**GOAL A**
Pick out every line in the rows below that contains the word "support", and copy each one.

======== ARTICLE ========

Right before my short fuse of patience burns to the "do something totally outrageous" end, it hits a section of "try something different you moron". Sometimes I take heed.

I ramped up my calling and got aggressive. The birds almost immediately broke from their puffy glory and came right down the saddle.

The TSS duplex handload I have dubbed the "Hornet's Nest" unleashed it's fatal sting on the tom unlucky enough to offer the first unobstructed flight path.










Of course, the next absolute in turkey hunting uneven terrain is a shot bird must cartwheel with cinematic exaggeration to the lowest elevation in the area. My tom continued to hold true to form.










I was happy to carry the fine bird over the hills to the truck.

======== AVAILABLE RECORDS ========

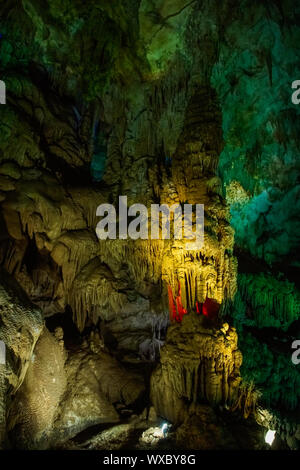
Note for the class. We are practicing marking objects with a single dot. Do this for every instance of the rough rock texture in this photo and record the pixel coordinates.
(198, 363)
(65, 394)
(21, 324)
(162, 102)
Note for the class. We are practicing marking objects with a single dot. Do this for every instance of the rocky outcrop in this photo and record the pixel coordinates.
(21, 324)
(199, 363)
(63, 394)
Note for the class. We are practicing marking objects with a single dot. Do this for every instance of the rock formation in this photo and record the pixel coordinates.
(164, 103)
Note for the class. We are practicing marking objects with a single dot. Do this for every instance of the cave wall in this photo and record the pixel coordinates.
(162, 102)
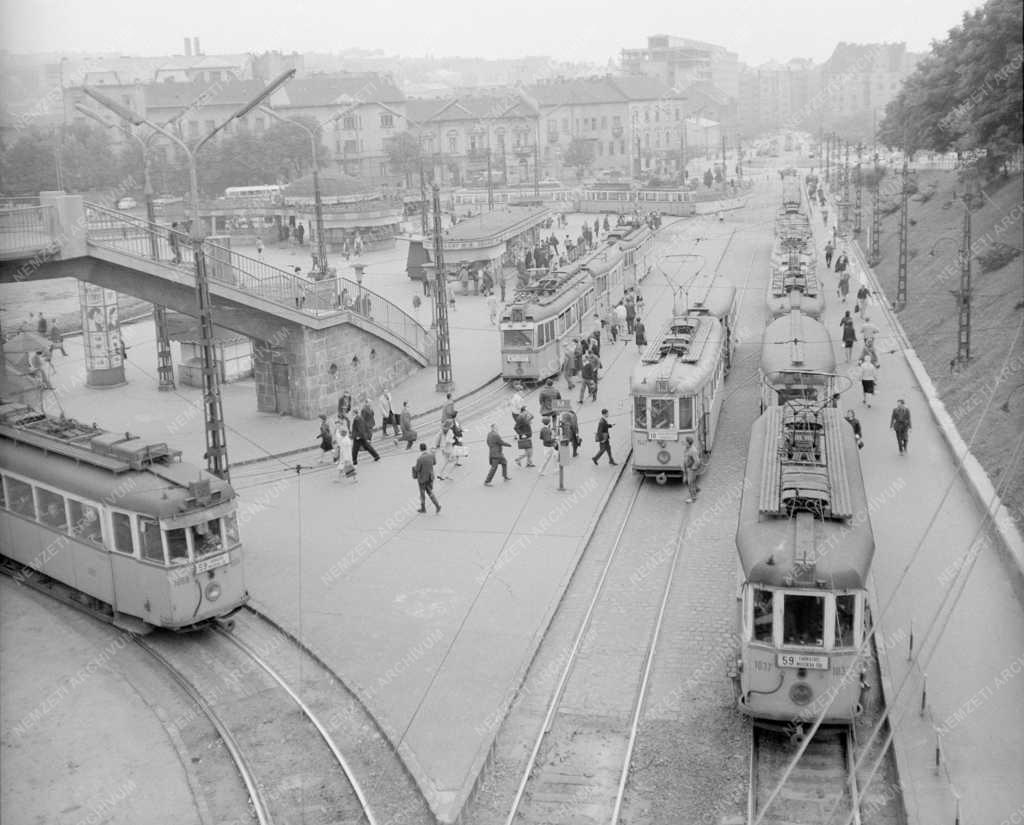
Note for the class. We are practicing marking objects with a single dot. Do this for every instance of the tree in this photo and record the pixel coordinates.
(580, 155)
(403, 155)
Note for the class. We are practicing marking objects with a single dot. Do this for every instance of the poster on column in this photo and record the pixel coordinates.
(100, 326)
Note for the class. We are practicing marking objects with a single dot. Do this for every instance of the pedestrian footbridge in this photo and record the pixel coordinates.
(312, 340)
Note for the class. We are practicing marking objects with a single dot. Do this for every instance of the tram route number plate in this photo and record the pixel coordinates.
(803, 660)
(213, 563)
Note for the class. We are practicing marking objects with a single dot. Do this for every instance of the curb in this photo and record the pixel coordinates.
(970, 467)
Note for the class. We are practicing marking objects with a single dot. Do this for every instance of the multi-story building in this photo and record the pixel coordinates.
(466, 137)
(680, 61)
(628, 122)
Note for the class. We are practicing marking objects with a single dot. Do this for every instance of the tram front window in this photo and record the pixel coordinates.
(804, 620)
(177, 546)
(517, 338)
(846, 607)
(206, 537)
(763, 614)
(663, 414)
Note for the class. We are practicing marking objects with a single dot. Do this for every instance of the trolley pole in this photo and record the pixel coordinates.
(875, 255)
(445, 382)
(964, 301)
(904, 219)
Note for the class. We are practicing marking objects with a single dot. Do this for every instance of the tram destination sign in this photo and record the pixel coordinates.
(807, 661)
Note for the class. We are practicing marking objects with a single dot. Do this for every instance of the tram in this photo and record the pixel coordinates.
(805, 546)
(132, 532)
(798, 361)
(677, 390)
(637, 244)
(538, 324)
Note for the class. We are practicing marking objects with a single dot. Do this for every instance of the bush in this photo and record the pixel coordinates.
(996, 257)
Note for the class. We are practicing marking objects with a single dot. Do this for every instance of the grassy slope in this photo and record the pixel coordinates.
(997, 306)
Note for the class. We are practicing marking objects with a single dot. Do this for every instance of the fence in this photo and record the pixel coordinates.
(328, 298)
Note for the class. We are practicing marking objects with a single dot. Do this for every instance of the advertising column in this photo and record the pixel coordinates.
(101, 336)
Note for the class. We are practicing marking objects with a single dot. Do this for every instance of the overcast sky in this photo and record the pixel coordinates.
(577, 30)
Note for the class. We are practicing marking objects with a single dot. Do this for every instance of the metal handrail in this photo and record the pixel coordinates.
(134, 236)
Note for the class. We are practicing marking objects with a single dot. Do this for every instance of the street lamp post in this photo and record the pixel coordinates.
(320, 265)
(216, 437)
(165, 366)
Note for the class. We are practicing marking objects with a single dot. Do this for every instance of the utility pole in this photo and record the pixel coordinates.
(444, 380)
(964, 316)
(875, 255)
(857, 203)
(904, 222)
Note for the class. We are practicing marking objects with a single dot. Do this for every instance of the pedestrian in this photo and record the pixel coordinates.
(691, 468)
(603, 438)
(547, 397)
(900, 422)
(423, 472)
(343, 452)
(851, 419)
(496, 456)
(406, 420)
(448, 411)
(326, 438)
(445, 443)
(862, 295)
(360, 439)
(849, 336)
(867, 375)
(524, 436)
(388, 417)
(549, 443)
(640, 332)
(56, 339)
(174, 240)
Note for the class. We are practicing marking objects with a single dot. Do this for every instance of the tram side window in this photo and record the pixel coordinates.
(177, 545)
(517, 338)
(85, 521)
(763, 611)
(804, 620)
(640, 411)
(20, 497)
(663, 414)
(686, 413)
(51, 510)
(150, 540)
(846, 607)
(122, 532)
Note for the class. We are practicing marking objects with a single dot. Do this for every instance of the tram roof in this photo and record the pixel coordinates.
(799, 457)
(797, 342)
(84, 461)
(680, 357)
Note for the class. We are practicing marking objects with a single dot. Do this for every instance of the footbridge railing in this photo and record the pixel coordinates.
(318, 299)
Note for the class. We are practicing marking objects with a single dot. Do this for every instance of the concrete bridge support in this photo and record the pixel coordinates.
(302, 373)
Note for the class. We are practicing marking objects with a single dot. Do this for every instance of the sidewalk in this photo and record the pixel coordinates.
(954, 597)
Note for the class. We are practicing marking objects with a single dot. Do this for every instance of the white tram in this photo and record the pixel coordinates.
(130, 530)
(677, 390)
(798, 361)
(539, 323)
(805, 545)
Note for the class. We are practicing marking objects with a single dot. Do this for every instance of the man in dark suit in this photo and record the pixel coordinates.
(360, 439)
(423, 471)
(496, 456)
(604, 438)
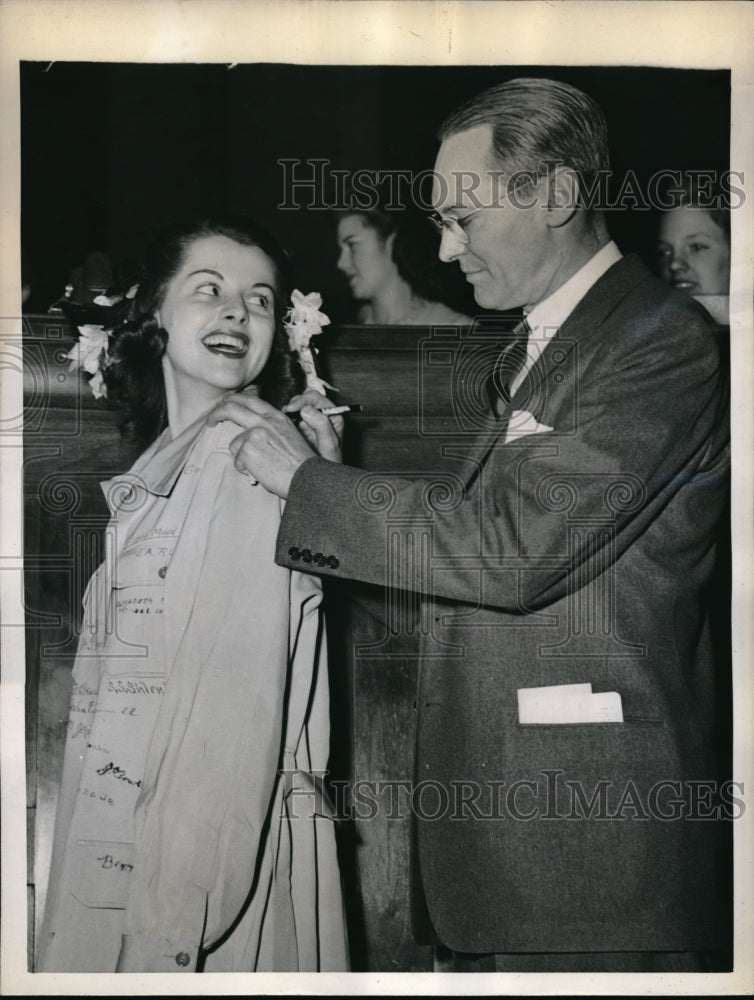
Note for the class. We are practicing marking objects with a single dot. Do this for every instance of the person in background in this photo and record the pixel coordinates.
(390, 261)
(693, 248)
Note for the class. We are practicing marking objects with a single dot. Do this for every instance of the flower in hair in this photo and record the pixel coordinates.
(90, 354)
(302, 321)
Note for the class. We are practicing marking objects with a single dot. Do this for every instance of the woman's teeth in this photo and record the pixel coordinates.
(232, 345)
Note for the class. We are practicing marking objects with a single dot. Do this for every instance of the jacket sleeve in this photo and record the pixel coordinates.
(649, 423)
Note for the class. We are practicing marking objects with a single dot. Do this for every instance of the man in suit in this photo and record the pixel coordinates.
(566, 714)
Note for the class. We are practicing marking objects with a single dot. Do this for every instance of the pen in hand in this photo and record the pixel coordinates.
(332, 411)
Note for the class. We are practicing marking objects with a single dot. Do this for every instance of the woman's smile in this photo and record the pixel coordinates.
(233, 344)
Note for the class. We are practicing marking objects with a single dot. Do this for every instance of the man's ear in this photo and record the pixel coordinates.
(562, 196)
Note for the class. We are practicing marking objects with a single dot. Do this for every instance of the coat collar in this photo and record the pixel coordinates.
(581, 326)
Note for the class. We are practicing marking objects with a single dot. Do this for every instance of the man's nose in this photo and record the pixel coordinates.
(450, 246)
(342, 264)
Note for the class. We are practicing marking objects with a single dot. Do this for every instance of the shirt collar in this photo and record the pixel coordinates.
(158, 468)
(550, 314)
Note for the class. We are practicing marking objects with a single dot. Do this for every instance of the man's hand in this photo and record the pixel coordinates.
(323, 433)
(271, 448)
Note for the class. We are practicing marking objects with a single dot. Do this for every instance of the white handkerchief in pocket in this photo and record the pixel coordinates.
(564, 703)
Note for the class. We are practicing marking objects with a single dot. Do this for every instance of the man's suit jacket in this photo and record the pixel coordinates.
(578, 554)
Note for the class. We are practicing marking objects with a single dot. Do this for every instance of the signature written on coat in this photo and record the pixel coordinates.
(119, 773)
(107, 861)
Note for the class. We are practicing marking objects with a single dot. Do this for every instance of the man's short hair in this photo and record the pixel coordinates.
(537, 121)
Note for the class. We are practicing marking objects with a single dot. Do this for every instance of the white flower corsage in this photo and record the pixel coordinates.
(90, 354)
(302, 321)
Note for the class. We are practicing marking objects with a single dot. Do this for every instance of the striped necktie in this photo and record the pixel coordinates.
(509, 363)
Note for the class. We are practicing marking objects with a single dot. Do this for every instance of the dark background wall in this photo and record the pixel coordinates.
(111, 152)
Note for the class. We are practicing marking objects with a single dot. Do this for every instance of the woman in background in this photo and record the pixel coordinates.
(392, 267)
(693, 249)
(191, 831)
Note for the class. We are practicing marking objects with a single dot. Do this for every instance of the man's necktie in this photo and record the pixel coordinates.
(508, 364)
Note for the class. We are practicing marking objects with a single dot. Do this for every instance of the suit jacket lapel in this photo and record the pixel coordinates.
(581, 326)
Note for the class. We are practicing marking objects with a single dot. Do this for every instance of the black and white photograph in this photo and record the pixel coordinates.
(377, 518)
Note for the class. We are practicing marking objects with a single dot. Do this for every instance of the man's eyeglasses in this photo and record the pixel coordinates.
(458, 228)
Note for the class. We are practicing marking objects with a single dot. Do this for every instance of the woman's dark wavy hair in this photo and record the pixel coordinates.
(133, 375)
(415, 250)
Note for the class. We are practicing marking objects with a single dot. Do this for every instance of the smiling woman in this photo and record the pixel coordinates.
(199, 713)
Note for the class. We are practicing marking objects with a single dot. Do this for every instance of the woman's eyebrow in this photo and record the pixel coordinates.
(204, 270)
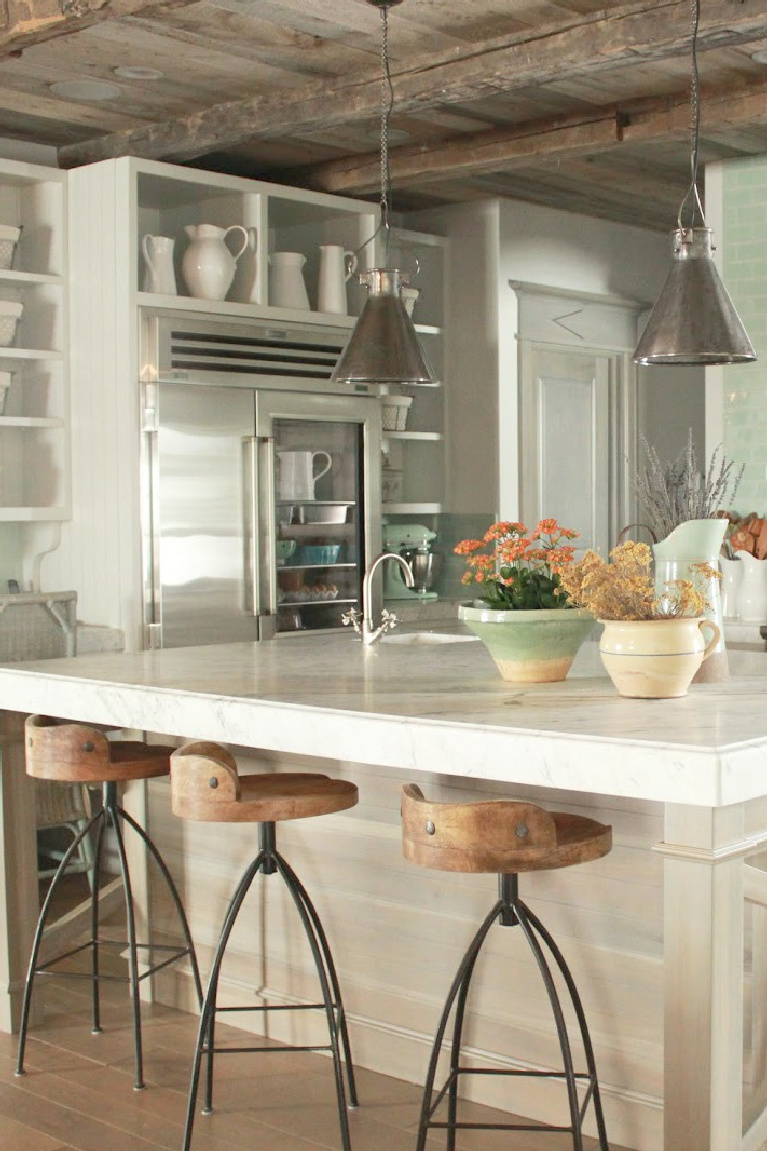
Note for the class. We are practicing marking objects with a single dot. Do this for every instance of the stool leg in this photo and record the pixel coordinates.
(455, 1051)
(589, 1050)
(205, 1030)
(133, 959)
(174, 894)
(460, 986)
(96, 1005)
(38, 937)
(329, 966)
(525, 922)
(310, 922)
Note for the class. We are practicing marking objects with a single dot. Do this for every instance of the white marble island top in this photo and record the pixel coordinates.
(437, 708)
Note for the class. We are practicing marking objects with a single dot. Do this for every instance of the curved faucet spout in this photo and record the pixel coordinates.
(370, 631)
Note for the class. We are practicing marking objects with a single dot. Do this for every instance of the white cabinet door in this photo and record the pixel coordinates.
(566, 440)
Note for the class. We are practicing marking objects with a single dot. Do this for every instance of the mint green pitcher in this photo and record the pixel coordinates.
(693, 542)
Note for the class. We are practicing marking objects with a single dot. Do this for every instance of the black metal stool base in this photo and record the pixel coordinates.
(268, 861)
(113, 814)
(509, 911)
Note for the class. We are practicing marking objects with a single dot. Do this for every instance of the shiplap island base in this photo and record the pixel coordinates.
(654, 932)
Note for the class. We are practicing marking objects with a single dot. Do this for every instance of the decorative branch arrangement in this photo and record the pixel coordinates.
(677, 492)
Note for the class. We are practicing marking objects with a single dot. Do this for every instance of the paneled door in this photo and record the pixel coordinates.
(569, 441)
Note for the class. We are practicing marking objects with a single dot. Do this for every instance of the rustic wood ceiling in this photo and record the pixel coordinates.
(578, 104)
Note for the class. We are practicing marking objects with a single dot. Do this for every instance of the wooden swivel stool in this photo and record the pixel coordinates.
(504, 838)
(74, 753)
(205, 785)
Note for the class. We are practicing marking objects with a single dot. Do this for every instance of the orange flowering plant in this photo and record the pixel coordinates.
(517, 569)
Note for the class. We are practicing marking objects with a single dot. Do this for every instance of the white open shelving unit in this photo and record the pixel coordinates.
(35, 467)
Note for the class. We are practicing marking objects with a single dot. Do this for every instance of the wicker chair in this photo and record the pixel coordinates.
(62, 805)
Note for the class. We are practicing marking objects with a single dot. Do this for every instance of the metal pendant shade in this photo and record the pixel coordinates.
(693, 320)
(384, 347)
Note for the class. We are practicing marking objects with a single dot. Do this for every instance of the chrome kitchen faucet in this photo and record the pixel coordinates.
(363, 620)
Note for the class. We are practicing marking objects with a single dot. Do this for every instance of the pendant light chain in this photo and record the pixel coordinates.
(695, 122)
(387, 104)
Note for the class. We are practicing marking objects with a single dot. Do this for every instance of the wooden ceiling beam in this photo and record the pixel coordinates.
(24, 23)
(506, 150)
(585, 43)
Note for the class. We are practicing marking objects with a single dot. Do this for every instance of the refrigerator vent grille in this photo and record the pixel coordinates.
(266, 355)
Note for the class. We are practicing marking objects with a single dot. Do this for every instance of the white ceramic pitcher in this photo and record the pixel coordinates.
(677, 557)
(207, 265)
(159, 273)
(752, 601)
(336, 266)
(296, 475)
(287, 287)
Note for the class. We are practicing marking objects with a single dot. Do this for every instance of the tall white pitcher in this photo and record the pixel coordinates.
(209, 266)
(287, 287)
(159, 273)
(336, 266)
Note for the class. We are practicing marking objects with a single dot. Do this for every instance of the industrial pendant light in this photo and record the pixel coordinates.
(384, 347)
(693, 320)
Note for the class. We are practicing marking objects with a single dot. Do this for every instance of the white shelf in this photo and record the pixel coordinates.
(30, 421)
(32, 515)
(411, 509)
(28, 353)
(227, 309)
(8, 275)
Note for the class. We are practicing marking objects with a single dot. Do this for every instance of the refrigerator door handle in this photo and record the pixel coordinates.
(250, 533)
(259, 511)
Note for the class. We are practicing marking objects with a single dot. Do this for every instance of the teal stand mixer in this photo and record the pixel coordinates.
(414, 542)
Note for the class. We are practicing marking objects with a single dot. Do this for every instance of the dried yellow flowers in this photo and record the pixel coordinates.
(624, 588)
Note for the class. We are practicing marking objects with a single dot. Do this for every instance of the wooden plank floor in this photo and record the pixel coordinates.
(77, 1091)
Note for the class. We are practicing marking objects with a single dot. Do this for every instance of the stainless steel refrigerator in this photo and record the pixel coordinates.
(259, 486)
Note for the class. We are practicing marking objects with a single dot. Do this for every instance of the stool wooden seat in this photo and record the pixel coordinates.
(205, 785)
(211, 789)
(507, 838)
(77, 753)
(498, 836)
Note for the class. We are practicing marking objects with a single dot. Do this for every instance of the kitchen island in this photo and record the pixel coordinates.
(439, 709)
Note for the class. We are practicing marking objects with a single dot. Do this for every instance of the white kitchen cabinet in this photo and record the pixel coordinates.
(112, 205)
(33, 418)
(416, 455)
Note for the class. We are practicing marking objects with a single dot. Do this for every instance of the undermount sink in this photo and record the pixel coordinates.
(408, 638)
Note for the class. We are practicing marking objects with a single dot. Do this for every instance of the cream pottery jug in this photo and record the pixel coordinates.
(287, 287)
(655, 658)
(693, 542)
(159, 273)
(753, 588)
(336, 266)
(296, 475)
(207, 265)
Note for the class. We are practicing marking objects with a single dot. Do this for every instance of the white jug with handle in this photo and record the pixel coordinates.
(287, 287)
(296, 475)
(159, 273)
(336, 266)
(207, 265)
(752, 600)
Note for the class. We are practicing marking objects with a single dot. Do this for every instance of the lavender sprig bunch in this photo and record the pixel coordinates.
(676, 492)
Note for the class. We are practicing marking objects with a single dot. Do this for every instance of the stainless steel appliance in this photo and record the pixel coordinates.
(415, 543)
(241, 541)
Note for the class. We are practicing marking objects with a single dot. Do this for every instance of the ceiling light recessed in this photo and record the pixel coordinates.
(135, 71)
(85, 90)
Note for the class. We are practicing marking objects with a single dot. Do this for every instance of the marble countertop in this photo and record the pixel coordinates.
(418, 707)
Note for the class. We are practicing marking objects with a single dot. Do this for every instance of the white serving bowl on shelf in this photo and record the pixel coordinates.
(325, 513)
(9, 315)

========

**GOAL B**
From the turkey hunting story above, retype word for word the part that opens with the words "Right before my" and closes with "unobstructed flight path.".

**FULL SOLUTION A**
Note for the class. We are practicing marking objects with a single dot. Do this for every instance of the concrete bridge support in this photo and record the pixel coordinates.

**FULL SOLUTION B**
Right before my short fuse of patience burns to the "do something totally outrageous" end, it hits a section of "try something different you moron". Sometimes I take heed.

I ramped up my calling and got aggressive. The birds almost immediately broke from their puffy glory and came right down the saddle.

The TSS duplex handload I have dubbed the "Hornet's Nest" unleashed it's fatal sting on the tom unlucky enough to offer the first unobstructed flight path.